⟨
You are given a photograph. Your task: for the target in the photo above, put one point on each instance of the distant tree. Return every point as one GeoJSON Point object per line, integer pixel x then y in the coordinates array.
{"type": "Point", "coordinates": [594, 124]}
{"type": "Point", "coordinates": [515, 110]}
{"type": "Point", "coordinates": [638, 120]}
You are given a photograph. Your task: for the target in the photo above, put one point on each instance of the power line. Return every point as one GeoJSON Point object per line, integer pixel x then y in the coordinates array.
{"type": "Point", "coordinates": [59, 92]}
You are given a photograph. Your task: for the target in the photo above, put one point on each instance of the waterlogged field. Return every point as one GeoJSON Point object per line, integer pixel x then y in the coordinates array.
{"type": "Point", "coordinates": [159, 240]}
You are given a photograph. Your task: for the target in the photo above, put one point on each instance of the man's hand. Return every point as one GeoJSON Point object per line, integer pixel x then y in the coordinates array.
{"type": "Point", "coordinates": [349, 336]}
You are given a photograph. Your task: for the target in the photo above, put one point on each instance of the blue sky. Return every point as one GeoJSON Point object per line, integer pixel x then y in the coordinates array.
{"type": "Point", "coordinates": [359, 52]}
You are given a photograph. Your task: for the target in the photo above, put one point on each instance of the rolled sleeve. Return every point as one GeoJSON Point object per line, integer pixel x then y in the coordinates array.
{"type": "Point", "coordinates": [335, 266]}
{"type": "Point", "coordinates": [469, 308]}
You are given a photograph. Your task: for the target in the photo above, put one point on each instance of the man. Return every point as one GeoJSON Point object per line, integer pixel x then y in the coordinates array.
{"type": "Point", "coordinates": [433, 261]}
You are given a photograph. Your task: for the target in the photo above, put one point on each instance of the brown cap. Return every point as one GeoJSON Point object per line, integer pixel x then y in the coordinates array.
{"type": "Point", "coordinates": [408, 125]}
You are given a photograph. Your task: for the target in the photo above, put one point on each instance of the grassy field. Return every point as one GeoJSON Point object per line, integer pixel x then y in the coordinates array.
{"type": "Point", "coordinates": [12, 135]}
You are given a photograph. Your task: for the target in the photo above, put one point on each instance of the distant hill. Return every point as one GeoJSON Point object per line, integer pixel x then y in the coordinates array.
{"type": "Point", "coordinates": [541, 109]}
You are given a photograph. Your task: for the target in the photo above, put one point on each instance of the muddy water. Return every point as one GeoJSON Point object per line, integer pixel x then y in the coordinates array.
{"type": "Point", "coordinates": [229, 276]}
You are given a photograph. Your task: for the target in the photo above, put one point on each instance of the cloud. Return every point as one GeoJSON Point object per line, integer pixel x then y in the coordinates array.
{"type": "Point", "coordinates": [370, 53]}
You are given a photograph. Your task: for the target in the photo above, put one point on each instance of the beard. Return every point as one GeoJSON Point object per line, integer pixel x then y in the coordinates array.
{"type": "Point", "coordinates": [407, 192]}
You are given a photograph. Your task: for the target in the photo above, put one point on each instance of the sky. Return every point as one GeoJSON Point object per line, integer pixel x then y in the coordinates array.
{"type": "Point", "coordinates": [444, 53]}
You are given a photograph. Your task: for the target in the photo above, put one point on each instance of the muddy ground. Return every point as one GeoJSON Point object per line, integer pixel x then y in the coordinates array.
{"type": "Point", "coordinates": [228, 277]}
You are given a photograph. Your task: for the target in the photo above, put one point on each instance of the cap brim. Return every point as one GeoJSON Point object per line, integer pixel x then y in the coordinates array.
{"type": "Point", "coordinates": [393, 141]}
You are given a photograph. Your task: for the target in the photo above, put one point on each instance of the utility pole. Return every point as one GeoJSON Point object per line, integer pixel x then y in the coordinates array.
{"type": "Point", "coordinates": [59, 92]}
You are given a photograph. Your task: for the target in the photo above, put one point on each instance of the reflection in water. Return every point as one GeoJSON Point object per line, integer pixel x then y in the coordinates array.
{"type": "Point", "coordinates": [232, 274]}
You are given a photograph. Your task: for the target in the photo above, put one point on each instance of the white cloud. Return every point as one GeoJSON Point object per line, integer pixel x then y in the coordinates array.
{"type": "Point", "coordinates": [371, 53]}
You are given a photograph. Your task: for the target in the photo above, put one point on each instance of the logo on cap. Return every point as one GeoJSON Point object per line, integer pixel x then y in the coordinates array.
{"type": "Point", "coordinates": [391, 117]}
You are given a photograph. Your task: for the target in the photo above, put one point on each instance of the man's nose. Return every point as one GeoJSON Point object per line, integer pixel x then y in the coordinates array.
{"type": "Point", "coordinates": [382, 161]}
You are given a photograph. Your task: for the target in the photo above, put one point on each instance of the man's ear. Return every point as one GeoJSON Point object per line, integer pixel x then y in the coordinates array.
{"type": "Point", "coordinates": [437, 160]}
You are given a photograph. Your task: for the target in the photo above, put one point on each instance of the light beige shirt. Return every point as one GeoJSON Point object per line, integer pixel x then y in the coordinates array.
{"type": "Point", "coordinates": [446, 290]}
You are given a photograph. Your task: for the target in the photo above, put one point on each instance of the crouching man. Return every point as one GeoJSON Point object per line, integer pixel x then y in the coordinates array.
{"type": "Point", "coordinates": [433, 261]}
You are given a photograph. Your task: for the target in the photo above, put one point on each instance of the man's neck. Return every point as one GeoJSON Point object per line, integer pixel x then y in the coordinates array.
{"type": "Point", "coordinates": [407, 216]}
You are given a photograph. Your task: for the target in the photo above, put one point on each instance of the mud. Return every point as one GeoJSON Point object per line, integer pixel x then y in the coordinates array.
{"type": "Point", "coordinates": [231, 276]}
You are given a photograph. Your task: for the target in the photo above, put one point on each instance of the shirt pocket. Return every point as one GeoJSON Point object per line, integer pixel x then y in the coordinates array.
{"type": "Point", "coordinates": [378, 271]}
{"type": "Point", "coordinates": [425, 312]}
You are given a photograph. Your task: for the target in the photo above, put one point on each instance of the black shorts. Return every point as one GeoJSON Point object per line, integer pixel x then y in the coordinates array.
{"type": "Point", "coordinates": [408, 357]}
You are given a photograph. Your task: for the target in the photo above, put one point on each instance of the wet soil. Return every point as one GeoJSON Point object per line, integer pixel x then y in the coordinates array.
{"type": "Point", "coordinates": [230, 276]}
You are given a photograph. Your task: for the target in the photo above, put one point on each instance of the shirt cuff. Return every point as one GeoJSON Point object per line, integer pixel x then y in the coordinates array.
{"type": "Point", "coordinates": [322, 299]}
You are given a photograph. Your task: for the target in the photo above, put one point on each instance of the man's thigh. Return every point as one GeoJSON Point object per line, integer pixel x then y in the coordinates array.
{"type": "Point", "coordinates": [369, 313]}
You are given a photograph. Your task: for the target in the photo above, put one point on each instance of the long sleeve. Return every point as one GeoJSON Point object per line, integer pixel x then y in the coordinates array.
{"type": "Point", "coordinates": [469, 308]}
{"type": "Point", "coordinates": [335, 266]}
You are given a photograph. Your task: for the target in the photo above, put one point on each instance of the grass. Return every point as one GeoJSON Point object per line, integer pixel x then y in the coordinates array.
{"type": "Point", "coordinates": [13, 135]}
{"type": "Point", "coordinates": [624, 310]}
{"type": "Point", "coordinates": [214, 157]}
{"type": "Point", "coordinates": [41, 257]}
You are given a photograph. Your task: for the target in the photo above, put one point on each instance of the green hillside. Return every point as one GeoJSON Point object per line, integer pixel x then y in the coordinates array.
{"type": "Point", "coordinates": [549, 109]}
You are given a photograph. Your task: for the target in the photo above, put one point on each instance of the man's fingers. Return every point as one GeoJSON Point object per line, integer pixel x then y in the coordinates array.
⟩
▸ What is asked: All of the material above needs to be retyped word for word.

▸ Task result:
You are given a photograph. Your task: for the target in the photo above, put one point on each instance of the distant tree. Return every point as one GeoJSON Point object per line, integer pixel x then y in the coordinates array.
{"type": "Point", "coordinates": [594, 124]}
{"type": "Point", "coordinates": [515, 110]}
{"type": "Point", "coordinates": [638, 120]}
You are given a photograph. Your task: for the target in the photo above, put one point on each instance of the power line. Return every point as one GeoJSON Point object per line, integer pixel x then y in the coordinates array.
{"type": "Point", "coordinates": [59, 92]}
You are given a photograph. Your task: for the target in the photo above, put one point on each instance of the waterlogged field. Return every point as one GeoJSON Point object per line, integer pixel x then y in the coordinates array.
{"type": "Point", "coordinates": [159, 240]}
You are given a photograph. Your task: for the target in the photo above, put one point on each instance of the man's hand. Return every point as one GeoJSON Point object per line, integer pixel x then y in the coordinates array.
{"type": "Point", "coordinates": [349, 336]}
You are given a photograph. Your task: for the target in the photo above, put one point on each instance of the blue sky. Return every point as one GeoJSON Point object per line, integer pixel x then y in the coordinates array.
{"type": "Point", "coordinates": [359, 52]}
You are given a photograph. Your task: for the target in the photo above, put one point on each instance of the rolled sleeve. Return every point as one GeoJSON Point object per line, integer pixel x then y in the coordinates array.
{"type": "Point", "coordinates": [335, 266]}
{"type": "Point", "coordinates": [469, 308]}
You are given a photograph. Your task: for the target in the photo above, put one point on each instance of the man. Return every point as one GeoJSON Point object per line, integer pixel x then y in the coordinates array.
{"type": "Point", "coordinates": [433, 261]}
You are given a photograph. Your task: for the target in the photo above, put one point on each instance of the brown cap. Return every point as one GeoJSON Point object per line, integer pixel x then y in the coordinates array.
{"type": "Point", "coordinates": [408, 125]}
You are given a photograph. Your task: for the target in the photo above, put one point on each instance of the grassy field. Return every point as one GeoJSON Point object per line, integer pixel x then y in the coordinates array.
{"type": "Point", "coordinates": [12, 135]}
You are given a photograph. Your task: for the target in the photo above, put one point on each instance of the distant hill. Return every point as one GeoJSON Point object per line, integer pixel x then y in the coordinates array.
{"type": "Point", "coordinates": [541, 109]}
You are given a photograph. Your task: for the target in the photo above, put one point on each instance of the muddy water. Return every point as one GeoJSON Point object per line, integer pixel x then y in the coordinates array.
{"type": "Point", "coordinates": [229, 276]}
You are given a photograph. Your task: for the target in the photo above, put one point on each instance of the cloud. Return every point as one GeoJSON Point object per line, integer pixel x then y in the coordinates array.
{"type": "Point", "coordinates": [370, 53]}
You are given a photograph. Your task: for the target in the photo above, put one point on each instance of the beard. Return every point as one GeoJSON Point object per line, integer pixel x then y in the coordinates array.
{"type": "Point", "coordinates": [407, 192]}
You are given a photograph. Your task: for the target in the photo above, put one point on each instance of the sky. Return every point as one GeoJSON Point object per line, integer pixel x then y in the coordinates array.
{"type": "Point", "coordinates": [444, 53]}
You are given a photograph. Your task: for the target in the photo above, put one point on each instance of the muddy ground. Return every point as one GeoJSON Point object per line, integer pixel x then y in the coordinates array.
{"type": "Point", "coordinates": [228, 277]}
You are given a photograph. Your task: for the target in the photo above, put one point on each instance of the cap brim. Return every point as one GeoJSON Point object per line, integer pixel x then y in the coordinates array.
{"type": "Point", "coordinates": [393, 141]}
You are given a photograph. Your task: for the target in the photo above, put one point on each instance of the utility pole. Return every point as one GeoJSON Point object per line, integer pixel x then y in the coordinates array.
{"type": "Point", "coordinates": [59, 92]}
You are given a photograph. Your task: for the target in the photo above, put one point on each instance of the reflection in water. Return every point as one GeoJSON Point object per line, integer pixel x then y in the coordinates array.
{"type": "Point", "coordinates": [232, 274]}
You are given a photograph. Your task: for the target in the photo above, put one point on each instance of the white cloud. Return every point as one GeoJSON Point object per line, integer pixel x then y in the coordinates array.
{"type": "Point", "coordinates": [371, 53]}
You are given a photograph. Your task: for the target in the photo above, put one point on each instance of the logo on cap. Return every point as one GeoJSON Point object per line, integer pixel x then y in the coordinates array.
{"type": "Point", "coordinates": [391, 117]}
You are given a photograph. Your task: for the target in the photo above, put one point on each instance of the man's nose. Return every point as one GeoJSON Point object per line, integer pixel x then y in the coordinates array.
{"type": "Point", "coordinates": [382, 161]}
You are given a photograph. Your task: for the target in the photo above, put one point on each instance of the man's ear. Return every point as one GeoJSON Point object per line, integer pixel x then y in the coordinates array.
{"type": "Point", "coordinates": [437, 160]}
You are given a photograph. Your task: for the target in the photo above, put one point on each instance of the light beige shirt. Return every point as one GeoJSON Point object per line, integer pixel x then y in the coordinates array.
{"type": "Point", "coordinates": [446, 290]}
You are given a photograph. Your task: for the target in the photo above, put one point on each instance of the crouching man. Return every point as one GeoJSON Point object per line, integer pixel x then y in the coordinates array.
{"type": "Point", "coordinates": [433, 261]}
You are given a photograph. Your task: for the target in the photo above, put one point on each instance of the man's neck. Return every point as one GeoJSON Point object per line, integer pixel x then y in the coordinates array.
{"type": "Point", "coordinates": [407, 216]}
You are given a photograph. Your task: for the target in the photo above, put one point on each instance of the mud. Return every point as one GeoJSON Point object per line, integer pixel x then y in the coordinates array.
{"type": "Point", "coordinates": [231, 276]}
You are given a photograph. Your task: for the target in the photo above, put one point on each instance of the shirt pocket. Return every point as one GeoJSON Point object per line, integer pixel x then y in the coordinates array.
{"type": "Point", "coordinates": [378, 271]}
{"type": "Point", "coordinates": [425, 312]}
You are given a photograph. Your task: for the target in the photo above, put one point on each instance of the black shorts. Return every point as one GeoJSON Point object per line, integer pixel x then y in the coordinates array.
{"type": "Point", "coordinates": [408, 357]}
You are given a photograph. Your task: for the target in the photo above, put one point on each instance of the wet soil. Return every point as one GeoJSON Point object per line, integer pixel x then y in the coordinates array.
{"type": "Point", "coordinates": [230, 276]}
You are given a photograph. Your task: for the target in the photo above, put one point on each instance of the shirt cuff. Return every point as one GeoJSON Point object per line, integer pixel x then y in the coordinates array.
{"type": "Point", "coordinates": [322, 299]}
You are given a photograph. Your task: for the target in the photo above, put one point on each instance of the man's thigh. Return every point as one GeoJSON Point object per line, integer pixel x then y in the coordinates array.
{"type": "Point", "coordinates": [369, 313]}
You are given a photograph. Your task: for the target in the photo above, put one point on each instance of the long sleeve. Return every point as one GeoJSON Point object per line, integer pixel x then y in the coordinates array.
{"type": "Point", "coordinates": [469, 308]}
{"type": "Point", "coordinates": [335, 266]}
You are given a photograph. Your task: for the target in the photo above, put one point on each instance of the grass. Return every point as one GeoJSON Point object per line, integer pixel x then y in the coordinates array.
{"type": "Point", "coordinates": [13, 135]}
{"type": "Point", "coordinates": [624, 310]}
{"type": "Point", "coordinates": [214, 157]}
{"type": "Point", "coordinates": [41, 257]}
You are given a photograph. Your task: for the target in the photo above, put one point on each instance of the green hillside. Return every point as one GeoJSON Point object per line, integer pixel x then y in the coordinates array.
{"type": "Point", "coordinates": [549, 109]}
You are given a photograph. Your task: for the target in the photo above, put one point on each instance of the man's fingers. Return every point as one GeoJSON Point object per line, integer pixel x then y in the coordinates array.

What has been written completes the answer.